Excerpt provided:
☆ ☆ ☆

Essay by Drey Willows as part of Contextualising Practice course.

Content Warning: This essay discusses loss, grief and trauma.

On the 16th of April, I spoke to you in text. We spoke about how it would be great to catch up when the restrictions eased and how weird it was that your new job included telling people they couldn’t sit on the beach. So many times, I have wished I had said more to you on this day. What would I have said to you if I had known it would be the last time I would ever speak to you? I have re-read your texts; I hear them in your voice.

☆ ☆ ☆

From the essay on grief above, extract the passage that begins at the words "On the 16th" and stops after "in your voice.". The listing is separate material with no connection to the essay on grief.

Raw data:
☆ ☆ ☆

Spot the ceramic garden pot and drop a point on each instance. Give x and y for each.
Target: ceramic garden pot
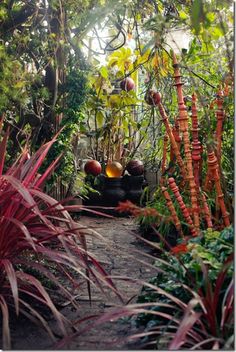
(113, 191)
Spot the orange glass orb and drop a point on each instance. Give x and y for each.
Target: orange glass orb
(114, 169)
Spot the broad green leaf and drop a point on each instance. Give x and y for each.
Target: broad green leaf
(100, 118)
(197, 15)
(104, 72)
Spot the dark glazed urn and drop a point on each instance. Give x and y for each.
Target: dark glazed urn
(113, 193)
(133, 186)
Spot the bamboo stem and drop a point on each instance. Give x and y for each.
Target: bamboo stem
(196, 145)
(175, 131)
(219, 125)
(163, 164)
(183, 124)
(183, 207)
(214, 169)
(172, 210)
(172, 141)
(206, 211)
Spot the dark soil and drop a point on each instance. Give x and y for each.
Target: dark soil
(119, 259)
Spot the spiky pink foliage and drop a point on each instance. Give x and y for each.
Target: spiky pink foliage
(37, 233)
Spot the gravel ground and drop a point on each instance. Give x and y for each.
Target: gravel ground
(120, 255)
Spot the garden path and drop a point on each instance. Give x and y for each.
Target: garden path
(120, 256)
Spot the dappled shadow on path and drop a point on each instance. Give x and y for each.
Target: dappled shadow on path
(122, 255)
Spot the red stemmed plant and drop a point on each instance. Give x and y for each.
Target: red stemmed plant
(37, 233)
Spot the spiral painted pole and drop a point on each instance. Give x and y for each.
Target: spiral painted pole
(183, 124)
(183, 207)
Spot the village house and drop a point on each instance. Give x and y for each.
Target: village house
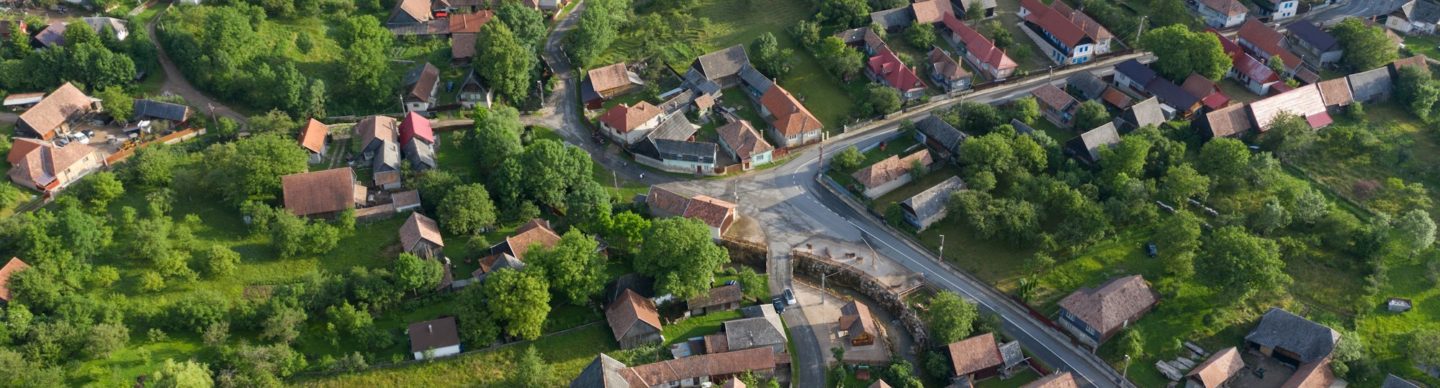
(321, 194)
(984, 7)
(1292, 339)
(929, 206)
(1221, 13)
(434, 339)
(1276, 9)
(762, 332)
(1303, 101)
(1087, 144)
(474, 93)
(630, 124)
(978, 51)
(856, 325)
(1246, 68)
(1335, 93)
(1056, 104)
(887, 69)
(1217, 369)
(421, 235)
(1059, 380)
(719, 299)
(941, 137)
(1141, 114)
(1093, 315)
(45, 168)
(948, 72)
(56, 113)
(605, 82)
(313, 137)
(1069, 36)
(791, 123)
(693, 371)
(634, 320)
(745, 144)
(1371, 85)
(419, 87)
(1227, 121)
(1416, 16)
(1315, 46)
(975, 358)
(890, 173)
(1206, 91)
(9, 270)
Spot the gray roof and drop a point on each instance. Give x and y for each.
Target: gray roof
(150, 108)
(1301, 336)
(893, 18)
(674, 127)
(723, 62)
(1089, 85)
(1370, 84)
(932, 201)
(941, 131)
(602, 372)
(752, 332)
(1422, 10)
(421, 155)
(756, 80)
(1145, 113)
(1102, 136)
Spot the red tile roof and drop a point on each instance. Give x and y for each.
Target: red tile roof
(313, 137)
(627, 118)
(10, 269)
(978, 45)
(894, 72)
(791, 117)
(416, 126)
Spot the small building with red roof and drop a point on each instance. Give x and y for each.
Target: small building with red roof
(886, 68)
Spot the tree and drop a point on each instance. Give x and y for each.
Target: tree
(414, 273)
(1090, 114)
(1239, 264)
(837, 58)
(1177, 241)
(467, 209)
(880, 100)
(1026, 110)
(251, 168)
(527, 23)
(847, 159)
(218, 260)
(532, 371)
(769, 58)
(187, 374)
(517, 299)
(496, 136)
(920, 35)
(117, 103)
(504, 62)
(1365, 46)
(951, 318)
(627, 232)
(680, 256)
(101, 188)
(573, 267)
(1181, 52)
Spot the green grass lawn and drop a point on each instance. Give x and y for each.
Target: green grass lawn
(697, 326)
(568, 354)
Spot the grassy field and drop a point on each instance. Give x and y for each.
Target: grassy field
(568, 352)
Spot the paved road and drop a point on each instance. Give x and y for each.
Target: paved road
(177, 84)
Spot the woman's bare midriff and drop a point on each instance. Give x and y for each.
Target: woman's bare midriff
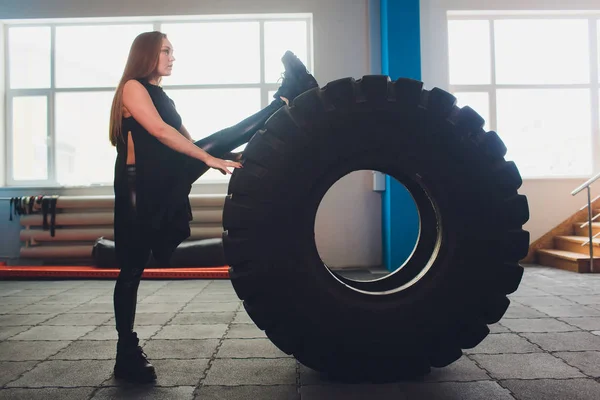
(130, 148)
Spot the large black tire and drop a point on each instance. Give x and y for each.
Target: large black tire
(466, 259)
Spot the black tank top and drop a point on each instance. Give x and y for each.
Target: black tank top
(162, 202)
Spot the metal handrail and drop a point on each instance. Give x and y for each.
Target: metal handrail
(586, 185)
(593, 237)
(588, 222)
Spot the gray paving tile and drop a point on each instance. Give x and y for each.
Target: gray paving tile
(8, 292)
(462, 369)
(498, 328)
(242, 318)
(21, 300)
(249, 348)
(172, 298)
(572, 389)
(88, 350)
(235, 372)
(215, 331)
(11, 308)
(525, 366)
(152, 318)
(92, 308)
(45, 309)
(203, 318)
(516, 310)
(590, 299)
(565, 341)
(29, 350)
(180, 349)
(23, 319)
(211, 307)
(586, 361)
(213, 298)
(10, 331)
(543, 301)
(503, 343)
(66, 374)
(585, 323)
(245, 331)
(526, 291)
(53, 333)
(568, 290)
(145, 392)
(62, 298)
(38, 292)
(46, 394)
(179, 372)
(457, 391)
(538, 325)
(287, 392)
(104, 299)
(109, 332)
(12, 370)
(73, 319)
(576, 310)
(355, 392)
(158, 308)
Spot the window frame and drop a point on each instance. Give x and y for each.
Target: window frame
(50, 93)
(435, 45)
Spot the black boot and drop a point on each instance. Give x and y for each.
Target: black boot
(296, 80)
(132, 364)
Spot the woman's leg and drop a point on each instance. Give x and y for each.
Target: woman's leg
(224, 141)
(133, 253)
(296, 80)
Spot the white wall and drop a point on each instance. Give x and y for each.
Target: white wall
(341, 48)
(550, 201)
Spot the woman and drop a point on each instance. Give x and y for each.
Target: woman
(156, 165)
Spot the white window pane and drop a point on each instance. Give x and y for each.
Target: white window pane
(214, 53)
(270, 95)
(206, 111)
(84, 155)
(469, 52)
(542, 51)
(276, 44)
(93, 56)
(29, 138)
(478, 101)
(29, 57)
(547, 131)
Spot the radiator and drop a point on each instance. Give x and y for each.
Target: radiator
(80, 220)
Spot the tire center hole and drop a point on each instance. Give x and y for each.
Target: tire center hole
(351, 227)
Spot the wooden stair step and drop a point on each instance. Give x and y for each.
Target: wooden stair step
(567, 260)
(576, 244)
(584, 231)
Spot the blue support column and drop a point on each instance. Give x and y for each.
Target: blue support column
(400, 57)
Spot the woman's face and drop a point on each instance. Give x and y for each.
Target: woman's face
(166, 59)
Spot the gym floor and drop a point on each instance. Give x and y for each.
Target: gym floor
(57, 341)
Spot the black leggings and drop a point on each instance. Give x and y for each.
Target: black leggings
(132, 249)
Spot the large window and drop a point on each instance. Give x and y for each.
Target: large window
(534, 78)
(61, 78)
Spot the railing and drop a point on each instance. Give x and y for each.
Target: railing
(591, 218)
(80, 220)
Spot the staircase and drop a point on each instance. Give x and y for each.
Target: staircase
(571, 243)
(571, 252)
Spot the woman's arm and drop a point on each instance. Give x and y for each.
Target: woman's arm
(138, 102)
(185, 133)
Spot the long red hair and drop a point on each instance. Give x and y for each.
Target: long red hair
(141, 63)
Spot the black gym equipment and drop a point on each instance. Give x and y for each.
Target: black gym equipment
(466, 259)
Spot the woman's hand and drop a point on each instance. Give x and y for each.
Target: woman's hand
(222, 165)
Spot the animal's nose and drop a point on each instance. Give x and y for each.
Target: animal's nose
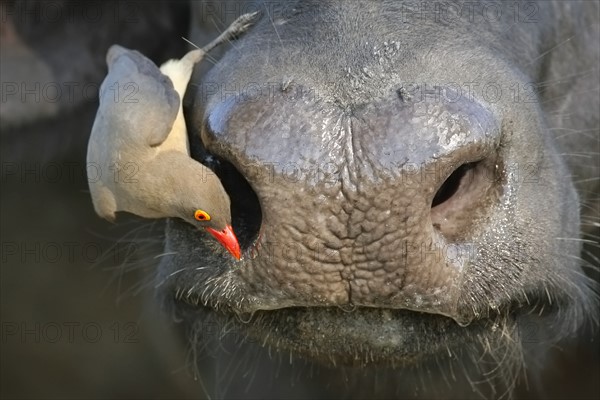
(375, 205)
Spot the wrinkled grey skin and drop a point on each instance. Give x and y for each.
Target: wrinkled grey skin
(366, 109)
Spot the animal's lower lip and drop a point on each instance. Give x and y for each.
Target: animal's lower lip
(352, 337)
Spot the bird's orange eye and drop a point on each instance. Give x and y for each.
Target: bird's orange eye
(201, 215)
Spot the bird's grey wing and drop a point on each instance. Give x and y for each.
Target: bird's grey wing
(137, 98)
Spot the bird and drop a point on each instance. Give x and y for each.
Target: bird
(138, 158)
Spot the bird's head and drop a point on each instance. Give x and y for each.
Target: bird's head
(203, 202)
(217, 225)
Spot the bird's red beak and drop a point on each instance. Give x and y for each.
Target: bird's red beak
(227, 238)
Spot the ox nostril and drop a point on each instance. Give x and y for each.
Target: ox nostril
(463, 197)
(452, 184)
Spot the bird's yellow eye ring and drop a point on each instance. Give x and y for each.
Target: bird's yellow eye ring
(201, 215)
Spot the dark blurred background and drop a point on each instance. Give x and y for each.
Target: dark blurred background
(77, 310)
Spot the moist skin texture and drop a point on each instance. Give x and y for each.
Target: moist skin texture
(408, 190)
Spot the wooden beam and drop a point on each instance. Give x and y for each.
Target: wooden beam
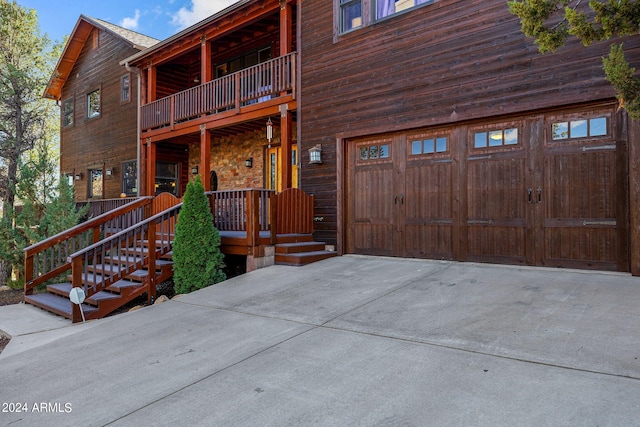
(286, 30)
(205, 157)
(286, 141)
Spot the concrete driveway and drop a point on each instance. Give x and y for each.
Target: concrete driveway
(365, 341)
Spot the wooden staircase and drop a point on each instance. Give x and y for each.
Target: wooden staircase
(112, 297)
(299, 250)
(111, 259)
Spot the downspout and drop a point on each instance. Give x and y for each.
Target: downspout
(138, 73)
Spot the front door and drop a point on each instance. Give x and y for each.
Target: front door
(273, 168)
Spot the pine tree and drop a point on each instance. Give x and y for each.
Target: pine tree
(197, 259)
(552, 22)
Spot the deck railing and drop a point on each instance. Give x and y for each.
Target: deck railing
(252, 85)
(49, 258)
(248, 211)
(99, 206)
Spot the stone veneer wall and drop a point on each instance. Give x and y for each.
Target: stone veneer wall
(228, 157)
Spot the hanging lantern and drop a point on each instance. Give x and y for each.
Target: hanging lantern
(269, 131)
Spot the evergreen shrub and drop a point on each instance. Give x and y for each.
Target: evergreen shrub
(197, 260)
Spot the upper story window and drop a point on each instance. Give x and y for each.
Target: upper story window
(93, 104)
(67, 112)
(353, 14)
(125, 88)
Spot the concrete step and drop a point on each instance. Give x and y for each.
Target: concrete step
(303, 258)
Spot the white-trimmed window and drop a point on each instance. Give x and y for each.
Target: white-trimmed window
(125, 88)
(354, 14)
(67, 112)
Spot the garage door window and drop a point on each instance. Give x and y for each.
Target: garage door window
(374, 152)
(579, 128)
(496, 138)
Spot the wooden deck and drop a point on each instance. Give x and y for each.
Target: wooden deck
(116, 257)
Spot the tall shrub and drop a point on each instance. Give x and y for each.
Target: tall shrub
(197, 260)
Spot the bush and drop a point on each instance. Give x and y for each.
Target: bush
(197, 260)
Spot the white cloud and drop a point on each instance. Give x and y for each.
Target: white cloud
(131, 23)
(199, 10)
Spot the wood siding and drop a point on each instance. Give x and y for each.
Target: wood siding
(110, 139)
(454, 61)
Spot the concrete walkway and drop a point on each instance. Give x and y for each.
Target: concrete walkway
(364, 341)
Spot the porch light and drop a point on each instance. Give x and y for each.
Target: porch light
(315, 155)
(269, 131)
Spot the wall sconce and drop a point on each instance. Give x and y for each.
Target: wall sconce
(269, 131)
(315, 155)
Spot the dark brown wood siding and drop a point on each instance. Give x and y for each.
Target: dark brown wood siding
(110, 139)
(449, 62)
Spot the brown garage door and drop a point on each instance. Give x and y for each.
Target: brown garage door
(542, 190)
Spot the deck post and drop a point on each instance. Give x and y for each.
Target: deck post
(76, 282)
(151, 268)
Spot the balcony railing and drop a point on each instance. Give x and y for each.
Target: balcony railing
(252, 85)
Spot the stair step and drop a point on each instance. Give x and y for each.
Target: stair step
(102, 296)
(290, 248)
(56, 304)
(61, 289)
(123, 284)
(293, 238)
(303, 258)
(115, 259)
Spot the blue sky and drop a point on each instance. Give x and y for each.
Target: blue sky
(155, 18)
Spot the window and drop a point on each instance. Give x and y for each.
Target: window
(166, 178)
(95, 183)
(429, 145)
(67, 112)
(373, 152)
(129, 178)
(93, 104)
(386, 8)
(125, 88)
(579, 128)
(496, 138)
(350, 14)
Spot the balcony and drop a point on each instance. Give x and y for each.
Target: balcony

☆ ☆ ☆

Task response:
On the 16th of April, I spoke to you in text. We spoke about how it would be great to catch up when the restrictions eased and how weird it was that your new job included telling people they couldn’t sit on the beach. So many times, I have wished I had said more to you on this day. What would I have said to you if I had known it would be the last time I would ever speak to you? I have re-read your texts; I hear them in your voice.